### Stated problem
Take the line that contains "Thank you for the photo. Please point out the motorcycle rider" and all lines after it, up to and including the last line of the data, and write them out exactly; nothing else belongs in the answer.

### Entries shown
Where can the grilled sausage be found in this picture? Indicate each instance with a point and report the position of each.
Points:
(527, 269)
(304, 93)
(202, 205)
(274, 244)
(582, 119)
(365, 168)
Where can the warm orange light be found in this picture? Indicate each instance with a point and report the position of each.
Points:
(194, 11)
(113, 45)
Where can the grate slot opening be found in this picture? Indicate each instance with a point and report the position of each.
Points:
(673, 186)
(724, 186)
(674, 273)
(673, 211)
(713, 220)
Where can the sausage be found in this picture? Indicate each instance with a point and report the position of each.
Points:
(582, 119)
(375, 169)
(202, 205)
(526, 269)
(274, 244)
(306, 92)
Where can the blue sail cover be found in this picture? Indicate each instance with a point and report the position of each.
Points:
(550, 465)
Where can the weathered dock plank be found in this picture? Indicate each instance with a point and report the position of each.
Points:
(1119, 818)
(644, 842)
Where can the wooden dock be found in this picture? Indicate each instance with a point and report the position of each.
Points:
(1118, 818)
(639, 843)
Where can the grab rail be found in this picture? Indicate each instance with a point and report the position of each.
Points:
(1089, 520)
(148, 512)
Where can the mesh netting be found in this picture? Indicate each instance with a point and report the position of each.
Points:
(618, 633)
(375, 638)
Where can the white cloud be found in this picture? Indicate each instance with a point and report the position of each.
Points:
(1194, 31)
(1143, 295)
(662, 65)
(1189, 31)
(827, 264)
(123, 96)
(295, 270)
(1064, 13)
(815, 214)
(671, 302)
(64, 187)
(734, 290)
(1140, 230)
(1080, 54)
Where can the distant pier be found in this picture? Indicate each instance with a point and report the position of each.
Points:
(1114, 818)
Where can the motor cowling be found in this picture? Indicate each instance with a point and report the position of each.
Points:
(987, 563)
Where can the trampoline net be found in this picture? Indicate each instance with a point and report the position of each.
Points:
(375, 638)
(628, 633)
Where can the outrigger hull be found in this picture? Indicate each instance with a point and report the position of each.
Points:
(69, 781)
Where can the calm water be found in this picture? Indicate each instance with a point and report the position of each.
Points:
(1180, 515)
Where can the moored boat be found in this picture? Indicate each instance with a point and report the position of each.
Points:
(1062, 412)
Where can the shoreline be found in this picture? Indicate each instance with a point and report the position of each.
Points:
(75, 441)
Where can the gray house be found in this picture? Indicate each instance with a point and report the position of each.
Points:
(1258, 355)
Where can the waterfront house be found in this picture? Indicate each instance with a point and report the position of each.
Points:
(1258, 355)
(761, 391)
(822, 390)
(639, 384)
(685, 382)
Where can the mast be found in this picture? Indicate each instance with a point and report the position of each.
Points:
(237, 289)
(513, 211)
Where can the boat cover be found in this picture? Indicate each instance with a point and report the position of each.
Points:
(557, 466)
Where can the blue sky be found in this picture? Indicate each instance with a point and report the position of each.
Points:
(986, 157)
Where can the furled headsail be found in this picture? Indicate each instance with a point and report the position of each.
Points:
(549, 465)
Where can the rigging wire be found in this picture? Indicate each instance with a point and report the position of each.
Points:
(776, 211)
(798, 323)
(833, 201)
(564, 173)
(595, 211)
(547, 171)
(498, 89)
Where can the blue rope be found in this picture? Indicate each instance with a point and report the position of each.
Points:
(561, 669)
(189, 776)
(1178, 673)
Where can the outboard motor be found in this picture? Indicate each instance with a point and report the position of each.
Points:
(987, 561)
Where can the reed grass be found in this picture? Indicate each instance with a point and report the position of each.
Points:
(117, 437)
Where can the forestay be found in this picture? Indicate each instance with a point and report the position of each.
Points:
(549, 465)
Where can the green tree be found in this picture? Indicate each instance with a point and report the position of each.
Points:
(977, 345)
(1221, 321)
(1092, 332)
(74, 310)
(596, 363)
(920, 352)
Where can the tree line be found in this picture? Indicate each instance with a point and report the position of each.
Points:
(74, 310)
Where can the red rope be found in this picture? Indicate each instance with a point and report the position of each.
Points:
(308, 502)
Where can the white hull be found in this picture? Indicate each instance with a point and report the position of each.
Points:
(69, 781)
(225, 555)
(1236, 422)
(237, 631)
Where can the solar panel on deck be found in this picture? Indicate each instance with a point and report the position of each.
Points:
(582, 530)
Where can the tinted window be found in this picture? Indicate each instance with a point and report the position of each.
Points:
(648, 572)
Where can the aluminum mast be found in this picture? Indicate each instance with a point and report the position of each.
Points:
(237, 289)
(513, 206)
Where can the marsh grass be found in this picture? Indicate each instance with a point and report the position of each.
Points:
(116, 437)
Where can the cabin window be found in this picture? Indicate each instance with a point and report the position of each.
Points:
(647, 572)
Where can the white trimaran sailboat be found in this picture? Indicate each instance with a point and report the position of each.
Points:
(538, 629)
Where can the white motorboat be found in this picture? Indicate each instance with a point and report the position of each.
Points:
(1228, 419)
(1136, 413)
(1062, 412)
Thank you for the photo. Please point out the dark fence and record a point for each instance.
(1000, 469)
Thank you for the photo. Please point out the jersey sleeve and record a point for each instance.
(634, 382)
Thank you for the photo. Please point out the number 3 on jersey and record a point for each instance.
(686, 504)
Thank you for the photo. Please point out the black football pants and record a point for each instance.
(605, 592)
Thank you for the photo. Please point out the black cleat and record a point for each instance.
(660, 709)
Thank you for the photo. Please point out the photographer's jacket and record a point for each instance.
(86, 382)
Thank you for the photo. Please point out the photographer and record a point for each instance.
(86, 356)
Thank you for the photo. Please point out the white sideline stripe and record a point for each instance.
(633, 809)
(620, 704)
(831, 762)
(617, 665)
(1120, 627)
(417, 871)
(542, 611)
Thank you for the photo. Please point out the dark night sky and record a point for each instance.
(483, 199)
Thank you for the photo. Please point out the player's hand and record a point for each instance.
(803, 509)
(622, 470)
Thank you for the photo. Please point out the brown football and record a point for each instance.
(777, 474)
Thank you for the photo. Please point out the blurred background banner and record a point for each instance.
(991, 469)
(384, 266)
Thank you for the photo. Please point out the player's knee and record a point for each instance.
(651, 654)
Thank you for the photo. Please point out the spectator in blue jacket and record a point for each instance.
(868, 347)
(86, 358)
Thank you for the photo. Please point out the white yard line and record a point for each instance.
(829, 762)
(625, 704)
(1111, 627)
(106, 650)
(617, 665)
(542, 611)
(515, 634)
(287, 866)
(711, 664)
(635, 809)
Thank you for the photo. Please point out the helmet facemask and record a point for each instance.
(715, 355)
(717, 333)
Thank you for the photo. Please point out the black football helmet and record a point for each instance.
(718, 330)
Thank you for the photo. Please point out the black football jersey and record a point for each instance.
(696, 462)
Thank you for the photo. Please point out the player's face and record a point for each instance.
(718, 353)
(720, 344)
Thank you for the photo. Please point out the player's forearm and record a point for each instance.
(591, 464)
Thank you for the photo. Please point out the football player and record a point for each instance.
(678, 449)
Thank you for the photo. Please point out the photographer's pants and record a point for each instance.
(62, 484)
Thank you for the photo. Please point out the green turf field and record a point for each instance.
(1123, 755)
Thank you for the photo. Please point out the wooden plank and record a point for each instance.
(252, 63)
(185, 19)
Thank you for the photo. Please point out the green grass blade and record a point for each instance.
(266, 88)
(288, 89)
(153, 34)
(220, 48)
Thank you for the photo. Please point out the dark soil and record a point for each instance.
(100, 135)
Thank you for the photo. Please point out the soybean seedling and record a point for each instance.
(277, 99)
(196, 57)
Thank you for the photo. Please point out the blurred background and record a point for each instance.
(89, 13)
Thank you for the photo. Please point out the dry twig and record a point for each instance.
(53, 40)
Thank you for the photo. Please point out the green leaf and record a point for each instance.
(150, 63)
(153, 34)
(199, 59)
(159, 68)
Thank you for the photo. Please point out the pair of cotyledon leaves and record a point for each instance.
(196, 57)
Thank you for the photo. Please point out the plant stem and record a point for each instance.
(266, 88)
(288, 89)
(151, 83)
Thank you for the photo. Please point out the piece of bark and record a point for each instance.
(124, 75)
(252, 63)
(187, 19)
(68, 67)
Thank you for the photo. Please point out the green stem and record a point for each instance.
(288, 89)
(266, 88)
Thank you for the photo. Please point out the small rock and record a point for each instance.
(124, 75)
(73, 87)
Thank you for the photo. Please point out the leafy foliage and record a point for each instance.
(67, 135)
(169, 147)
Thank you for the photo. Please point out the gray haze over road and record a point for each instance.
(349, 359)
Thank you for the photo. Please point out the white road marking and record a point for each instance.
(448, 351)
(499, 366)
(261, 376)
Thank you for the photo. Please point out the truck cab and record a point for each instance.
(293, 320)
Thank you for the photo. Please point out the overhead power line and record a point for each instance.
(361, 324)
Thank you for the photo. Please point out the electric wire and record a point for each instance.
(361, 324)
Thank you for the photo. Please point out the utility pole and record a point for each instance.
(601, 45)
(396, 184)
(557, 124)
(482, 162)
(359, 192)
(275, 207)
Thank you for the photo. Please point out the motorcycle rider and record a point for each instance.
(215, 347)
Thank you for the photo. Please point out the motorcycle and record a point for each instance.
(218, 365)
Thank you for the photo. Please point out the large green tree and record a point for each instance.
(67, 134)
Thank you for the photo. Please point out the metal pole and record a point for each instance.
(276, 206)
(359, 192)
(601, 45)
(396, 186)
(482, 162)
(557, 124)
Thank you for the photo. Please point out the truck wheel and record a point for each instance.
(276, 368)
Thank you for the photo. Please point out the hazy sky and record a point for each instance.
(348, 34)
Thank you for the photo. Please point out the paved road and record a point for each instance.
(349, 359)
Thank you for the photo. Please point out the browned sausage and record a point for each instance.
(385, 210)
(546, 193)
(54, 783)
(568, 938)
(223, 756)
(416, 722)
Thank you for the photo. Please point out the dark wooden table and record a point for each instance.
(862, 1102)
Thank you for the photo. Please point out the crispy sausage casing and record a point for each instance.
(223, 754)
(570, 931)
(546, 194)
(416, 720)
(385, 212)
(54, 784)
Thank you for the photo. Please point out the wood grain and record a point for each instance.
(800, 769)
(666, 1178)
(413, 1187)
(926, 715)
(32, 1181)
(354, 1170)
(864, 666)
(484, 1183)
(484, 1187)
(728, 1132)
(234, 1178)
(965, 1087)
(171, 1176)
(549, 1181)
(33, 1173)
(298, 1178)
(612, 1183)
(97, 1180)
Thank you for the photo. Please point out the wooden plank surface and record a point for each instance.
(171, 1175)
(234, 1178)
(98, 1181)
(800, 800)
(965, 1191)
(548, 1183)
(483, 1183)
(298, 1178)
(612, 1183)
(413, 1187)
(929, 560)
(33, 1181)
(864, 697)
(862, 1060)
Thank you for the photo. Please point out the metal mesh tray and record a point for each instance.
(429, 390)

### The output
Thank you for the photo. Please point out the motorcycle rider and record a point for each instance.
(215, 347)
Thank you for the photo. Please point out the motorcycle and record a point for each instance.
(218, 365)
Thank you for the photo. Please point out the large green tree and record a point for each instance.
(67, 134)
Thank you for the photo. Please point out the metal pole and record a point for each instance.
(276, 206)
(359, 192)
(601, 45)
(396, 186)
(482, 162)
(557, 124)
Thank you for the photo. Please point out the truck wheel and record a point for each instance.
(276, 368)
Thank you for the photo. Please point out the hazy sky and record a point for each instance.
(348, 34)
Thank you for the photo. Please point out the paved road and record a point for each instance.
(349, 359)
Thank you for the photo. Please point out the browned sausage and record a point for each instance.
(385, 210)
(546, 193)
(54, 783)
(568, 938)
(223, 756)
(416, 722)
Thank you for the photo. Please point out the dark wooden table and record a point for each instance.
(862, 1102)
Thank you for the photo. Please point out the crispy sausage casing and record a point for each instance.
(223, 754)
(570, 931)
(546, 194)
(416, 720)
(385, 212)
(54, 784)
Thank you for the photo. Please point out the wood grain and record a point for each instance.
(800, 769)
(666, 1178)
(413, 1187)
(926, 715)
(32, 1181)
(354, 1170)
(864, 666)
(484, 1183)
(484, 1187)
(728, 1132)
(234, 1178)
(965, 1087)
(171, 1176)
(549, 1181)
(33, 1173)
(298, 1178)
(612, 1183)
(97, 1180)
Thank you for the photo. Please point out the wooden plank surface and record a point for each instance.
(171, 1175)
(234, 1178)
(98, 1181)
(800, 800)
(965, 1191)
(548, 1183)
(483, 1183)
(298, 1178)
(612, 1183)
(413, 1187)
(929, 560)
(33, 1181)
(864, 697)
(862, 1060)
Thank you for the photo. Please point out the metal mesh tray and record a point for each instance.
(429, 390)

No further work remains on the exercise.